TASK:
Pick up the interview excerpt on the Sustainable Development Goals below and continue writing it from its last sentence.

[begin TEXT PASSAGE]

Shobha Shukla, Managing Editor of CNS (Citizen News Service), was recently in conversation with Kate Lappin, the firebrand Regional Coordinator of Asia Pacific Forum on Women, Law and Development (APWLD), an organisation which is empowering women to use law as an instrument of change and promoting women's rights in the Asia-Pacific region.

Here are some excerpts from the interview.

CNS: How to accelerate progress towards achieving SDGs?

Kate Lappin: "We see a lack of commitment from governments to redress the system and genuinely shift to a sustainable development model. While countries have initiated processes to achieve SDGs, most of them really do not want to do anything that challenges their existing economic model that underpins development. In the briefs that governments submitted for HLPF, none of them are looking at Goal10 related to reducing inequality within and between countries. So any work done on sustainable development still benefits a tiny minority. For example, in order to achieve Sustainable Development Goal 7 (Ensure access to affordable, reliable, sustainable and modern energy for all) even if nations are shifting from coal energy to more renewable forms of energy, they are still doing it in a way that provides the 'profits of energy and access to energy' to only corporations and does not address sustainable development aspects of inequality as well as the environment.

[end TEXT PASSAGE]
[begin GIVEN MATERIAL]

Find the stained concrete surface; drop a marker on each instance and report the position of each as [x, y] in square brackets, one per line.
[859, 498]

[end GIVEN MATERIAL]

RESULT:
We are looking for a more concrete commitment to address the systems that are driving an unequal and unsustainable development. For example, the RCEP (Regional Comprehensive Economic Partnership) in the Asia-Pacific region is a barrier to development justice. Then again, the fuelling of militarism, authoritarianism and patriarchal governance is a clear threat to sustainable development.

[US President] Trump's example of pulling out of the Paris agreement is aimed at watering down global agreements by fuelling individualism and conflicts, rather than solidarity. So right now, we have a very weak global system that is designed to care for corporations alone."

CNS: Why democratically elected governments function like fundamentalist and capitalist forces whose policies harm those very people who elected them?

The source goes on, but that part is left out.